▶ **SOURCE PASSAGE**
______
"Paul's Case" is a short story by Willa Cather. It was first published in McClure's Magazine in 1905 under the title "Paul's Case: A Study in Temperament", which was later shortened. It also appeared in a collection of Cather's stories, The Troll Garden (1905).  For many years "Paul's Case" was the only one of her stories that Cather allowed to be anthologized.

Overview
New York City was historically known as a destination for those seeking adventure and new opportunities, and often described as a center of fine living and society. It was considered at the time of the publication of "Paul's Case" as “the symbol of ultimate glamour and cosmopolitan sophistication”. Indeed, in the story, New York City is described as lavish and extraordinary, in contrast to the descriptions of Paul's home, Pittsburgh, which he despises.

Paul, a high school student from Pittsburgh, is frustrated with his dull middle-class life. This frustration, mixed with a desire for a luxurious lifestyle, causes him to purposely separate himself from everyone else, leading to feelings of isolation. Paul's teachers and father refer to Paul as a "case", representing him at a distance and as an example of someone to be studied, handled, and managed; the term enables Cather to adopt "the voice of medical authority". Paul seems to display some symptoms of a narcissistic personality disorder, but that is still debated.

Synopsis
The short story "Paul's Case" is about a young boy who struggles to fit in at home and in school. This story begins with the reader finding out the main character, Paul, has been suspended from high school. He meets with his principal and teachers who complain about Paul's "defiant manner" in class, and the "physical aversion" he exhibits toward his teachers. In the evening, Paul works as a "model" usher for Carnegie Hall in Pittsburgh. After helping seat the patrons in his section, he stays for the concert and enjoys the social scene while losing himself in the music. After the concert, Paul follows the soloist and imagines life inside her hotel room. Unfortunately, the reader soon learns that Paul and his father have a poor relationship. Upon returning home very late that night, Paul enters through the basement window to avoid a confrontation with his father. Remaining in the basement, Paul stays awake for the rest of the night, imagining what would happen if his father mistook him for a burglar and shot him. Not only does Paul wonder if his father will recognize him in time, but he also entertains the idea of his father possibly regretting not shooting him when he had the chance to do so.

Paul feels out of place with the people on Cordelia Street because they serve to remind him of his own lackluster life. Although his father considers him a role model for Paul, Paul is unimpressed by a plodding young man who works for an iron company and is married with four children. While Paul longs to be wealthy, cultivated, and powerful, he lacks the stamina and ambition to change his condition. Instead, Paul escapes his monotonous life by visiting Charley Edwards, a young actor. Later on, Paul makes it clear to one of his teachers that his job ushering is more important than his schoolwork, causing his father to prevent him from continuing to work as an usher. He is taken out of school and put to work at an entry-level office job and Charley is compelled to promise not to see Paul again.
______
[Saved entries]
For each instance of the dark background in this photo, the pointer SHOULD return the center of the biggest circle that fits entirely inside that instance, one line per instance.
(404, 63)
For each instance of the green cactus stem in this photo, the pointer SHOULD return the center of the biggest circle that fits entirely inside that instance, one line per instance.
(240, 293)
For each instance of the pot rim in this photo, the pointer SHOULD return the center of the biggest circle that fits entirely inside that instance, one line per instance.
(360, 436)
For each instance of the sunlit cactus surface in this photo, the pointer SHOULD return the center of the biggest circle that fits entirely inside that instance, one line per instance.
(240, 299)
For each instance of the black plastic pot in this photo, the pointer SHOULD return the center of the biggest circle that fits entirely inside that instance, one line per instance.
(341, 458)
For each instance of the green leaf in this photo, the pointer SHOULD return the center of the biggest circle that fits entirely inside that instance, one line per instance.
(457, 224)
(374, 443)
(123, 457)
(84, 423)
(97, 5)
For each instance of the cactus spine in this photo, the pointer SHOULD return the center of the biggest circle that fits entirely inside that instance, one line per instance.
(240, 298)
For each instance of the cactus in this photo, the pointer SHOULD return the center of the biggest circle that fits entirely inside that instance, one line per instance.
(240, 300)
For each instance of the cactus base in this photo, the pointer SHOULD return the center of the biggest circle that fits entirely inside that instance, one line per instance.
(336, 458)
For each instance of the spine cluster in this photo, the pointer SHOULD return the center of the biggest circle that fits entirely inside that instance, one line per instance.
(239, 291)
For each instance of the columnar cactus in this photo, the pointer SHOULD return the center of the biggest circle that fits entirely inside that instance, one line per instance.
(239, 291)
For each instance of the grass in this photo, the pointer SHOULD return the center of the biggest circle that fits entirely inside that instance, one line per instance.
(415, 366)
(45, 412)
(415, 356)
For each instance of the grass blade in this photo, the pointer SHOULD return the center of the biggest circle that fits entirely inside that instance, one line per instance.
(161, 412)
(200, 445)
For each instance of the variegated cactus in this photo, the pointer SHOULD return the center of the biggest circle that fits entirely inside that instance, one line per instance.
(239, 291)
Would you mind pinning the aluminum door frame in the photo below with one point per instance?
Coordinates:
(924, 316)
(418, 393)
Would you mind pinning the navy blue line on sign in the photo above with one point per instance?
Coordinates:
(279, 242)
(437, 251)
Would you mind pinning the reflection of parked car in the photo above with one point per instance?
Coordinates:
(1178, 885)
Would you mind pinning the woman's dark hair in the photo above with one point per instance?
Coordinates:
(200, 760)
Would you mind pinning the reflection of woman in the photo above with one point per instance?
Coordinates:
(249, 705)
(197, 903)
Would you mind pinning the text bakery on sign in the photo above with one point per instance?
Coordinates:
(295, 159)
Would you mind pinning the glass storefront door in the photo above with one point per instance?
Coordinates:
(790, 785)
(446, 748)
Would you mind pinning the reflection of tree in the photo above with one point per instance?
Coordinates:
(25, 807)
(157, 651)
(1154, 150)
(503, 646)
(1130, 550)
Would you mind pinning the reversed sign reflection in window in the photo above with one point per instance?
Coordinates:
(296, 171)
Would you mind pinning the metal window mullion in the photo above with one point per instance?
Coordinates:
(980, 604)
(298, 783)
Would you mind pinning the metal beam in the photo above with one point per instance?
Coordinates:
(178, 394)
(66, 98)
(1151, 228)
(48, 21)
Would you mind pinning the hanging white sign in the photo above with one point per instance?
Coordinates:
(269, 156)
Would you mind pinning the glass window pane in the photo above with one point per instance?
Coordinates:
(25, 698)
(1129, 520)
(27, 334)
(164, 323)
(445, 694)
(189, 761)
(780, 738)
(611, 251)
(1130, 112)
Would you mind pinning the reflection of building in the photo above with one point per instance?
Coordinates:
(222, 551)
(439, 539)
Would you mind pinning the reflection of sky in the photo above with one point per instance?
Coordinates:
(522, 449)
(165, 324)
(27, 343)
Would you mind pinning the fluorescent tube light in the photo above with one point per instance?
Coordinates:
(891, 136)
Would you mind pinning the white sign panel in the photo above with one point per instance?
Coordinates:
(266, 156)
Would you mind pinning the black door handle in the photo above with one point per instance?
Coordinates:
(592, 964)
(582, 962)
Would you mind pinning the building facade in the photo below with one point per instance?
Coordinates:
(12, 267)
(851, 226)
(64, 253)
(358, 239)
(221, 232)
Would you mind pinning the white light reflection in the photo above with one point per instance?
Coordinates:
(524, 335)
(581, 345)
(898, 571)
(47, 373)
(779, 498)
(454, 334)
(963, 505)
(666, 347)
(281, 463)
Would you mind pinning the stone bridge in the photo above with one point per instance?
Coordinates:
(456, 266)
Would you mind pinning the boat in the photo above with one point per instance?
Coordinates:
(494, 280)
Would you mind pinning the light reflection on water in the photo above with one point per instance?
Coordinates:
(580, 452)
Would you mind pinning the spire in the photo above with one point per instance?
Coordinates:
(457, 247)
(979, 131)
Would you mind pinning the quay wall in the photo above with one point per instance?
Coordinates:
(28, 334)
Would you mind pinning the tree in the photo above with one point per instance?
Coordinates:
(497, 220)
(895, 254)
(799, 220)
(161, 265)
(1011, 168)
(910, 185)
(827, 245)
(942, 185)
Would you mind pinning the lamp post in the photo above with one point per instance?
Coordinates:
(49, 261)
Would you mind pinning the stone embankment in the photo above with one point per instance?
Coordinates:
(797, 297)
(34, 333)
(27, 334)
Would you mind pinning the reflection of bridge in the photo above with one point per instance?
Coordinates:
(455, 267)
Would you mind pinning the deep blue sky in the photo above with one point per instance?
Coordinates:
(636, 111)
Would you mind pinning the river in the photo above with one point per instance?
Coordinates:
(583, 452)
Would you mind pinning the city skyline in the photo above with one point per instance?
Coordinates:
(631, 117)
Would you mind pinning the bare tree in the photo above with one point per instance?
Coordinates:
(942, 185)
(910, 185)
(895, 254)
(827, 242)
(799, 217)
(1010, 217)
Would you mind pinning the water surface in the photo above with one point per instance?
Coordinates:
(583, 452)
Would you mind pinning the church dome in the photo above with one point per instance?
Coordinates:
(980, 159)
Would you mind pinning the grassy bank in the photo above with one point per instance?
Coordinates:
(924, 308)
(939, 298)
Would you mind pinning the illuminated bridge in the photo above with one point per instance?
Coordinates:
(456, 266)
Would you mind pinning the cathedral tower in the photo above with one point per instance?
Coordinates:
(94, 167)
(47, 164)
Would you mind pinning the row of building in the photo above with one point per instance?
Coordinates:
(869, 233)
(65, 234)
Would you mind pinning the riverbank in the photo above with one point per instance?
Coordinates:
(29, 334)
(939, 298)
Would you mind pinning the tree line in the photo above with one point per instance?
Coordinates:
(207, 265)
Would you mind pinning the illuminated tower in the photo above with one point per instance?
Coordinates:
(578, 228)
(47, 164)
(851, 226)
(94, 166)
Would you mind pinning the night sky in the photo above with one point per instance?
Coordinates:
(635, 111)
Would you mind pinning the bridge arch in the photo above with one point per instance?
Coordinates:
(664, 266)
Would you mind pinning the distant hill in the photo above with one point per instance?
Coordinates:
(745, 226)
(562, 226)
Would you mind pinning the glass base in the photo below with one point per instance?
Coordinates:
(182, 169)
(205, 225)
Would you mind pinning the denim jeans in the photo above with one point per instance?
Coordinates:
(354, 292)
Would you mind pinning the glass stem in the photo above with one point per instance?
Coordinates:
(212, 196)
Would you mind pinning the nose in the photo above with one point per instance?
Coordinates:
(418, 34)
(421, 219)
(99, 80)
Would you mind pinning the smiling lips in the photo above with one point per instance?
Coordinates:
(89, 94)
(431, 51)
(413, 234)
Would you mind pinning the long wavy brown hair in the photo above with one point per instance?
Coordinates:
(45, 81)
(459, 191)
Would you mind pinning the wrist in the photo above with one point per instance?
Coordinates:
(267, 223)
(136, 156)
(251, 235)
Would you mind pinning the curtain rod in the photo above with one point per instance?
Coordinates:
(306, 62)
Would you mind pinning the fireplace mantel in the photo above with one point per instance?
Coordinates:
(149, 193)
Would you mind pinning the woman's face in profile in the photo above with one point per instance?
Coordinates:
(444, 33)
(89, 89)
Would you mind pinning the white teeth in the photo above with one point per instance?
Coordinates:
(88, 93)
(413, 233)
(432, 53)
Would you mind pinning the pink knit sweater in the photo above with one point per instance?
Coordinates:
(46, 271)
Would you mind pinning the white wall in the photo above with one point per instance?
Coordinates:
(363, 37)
______
▶ **TO DO**
**a.** Set down, word for word, the portion of the "Paul's Case" article starting with "Paul, a high" and going on through "is still debated.".
**b.** List every place the "Paul's Case" article names.
**c.** Extend the "Paul's Case" article past its final sentence.

▶ **ANSWERS BELOW**
**a.**
Paul, a high school student from Pittsburgh, is frustrated with his dull middle-class life. This frustration, mixed with a desire for a luxurious lifestyle, causes him to purposely separate himself from everyone else, leading to feelings of isolation. Paul's teachers and father refer to Paul as a "case", representing him at a distance and as an example of someone to be studied, handled, and managed; the term enables Cather to adopt "the voice of medical authority". Paul seems to display some symptoms of a narcissistic personality disorder, but that is still debated.

**b.** New York City, Pittsburgh, Carnegie Hall, Cordelia Street

**c.**
Paul takes a train to New York City after stealing a large sum of money from his job that he was supposed to take to the bank. He then buys an expensive wardrobe, rents a room at the Waldorf-Astoria Hotel, and explores the city. He also meets a 'wild San Francisco boy, a freshman at Yale, who said he had run down for a "little flyer" over Sunday', who takes Paul on an all-night tour of the city's lively social scene. His few days of impersonating a rich, privileged young man, bring him more contentment than he had ever known, because living a lavish lifestyle is Paul's only hope and dream. However, on the eighth day, after spending most of his money, Paul reads from a Pittsburgh newspaper that his theft has been made public. His father has reimbursed his job and is on his way to New York City to bring Paul back home to Pittsburgh. Paul then reveals that he had bought a gun on his first day in New York City, and briefly considers shooting himself to avoid returning to his old life in Pittsburgh. Eventually, he decides against it and instead commits suicide by jumping in front of a train. Paul made the ultimate decision of taking his own life because the thought of returning to his old lifestyle was too much for him to handle.

Literary criticism and significance
Paul's Case has been called a "gay suicide".  Many critics have attributed his suicide to the forces of alienation and stigmatization facing a young, possibly homosexual, man in early 20th-century America. In 1975, Larry Rubin wrote The Homosexual Motif which includes the reinterpretation of the story since the stigma on sex has eased. He identifies small details which he claims support a gay reading of Paul. For example, Rubin refers to the way Paul is described as "dressing as a dandy". The violet water (a perfume Paul owns), and his choice of company are construed as signs of feminine tendencies. Jane Nardin also explores the possibility that Paul's character is gay, and that this is a metaphor for a general feeling of being an outsider or not fitting in with a specific group of people. Author Roger Austen states that Paul might be understood as a homosexual character because of the "depiction of a sensitive young man stifled by the drab ugliness of his environment and places the protagonist in an American literary tradition of 'village sissies'".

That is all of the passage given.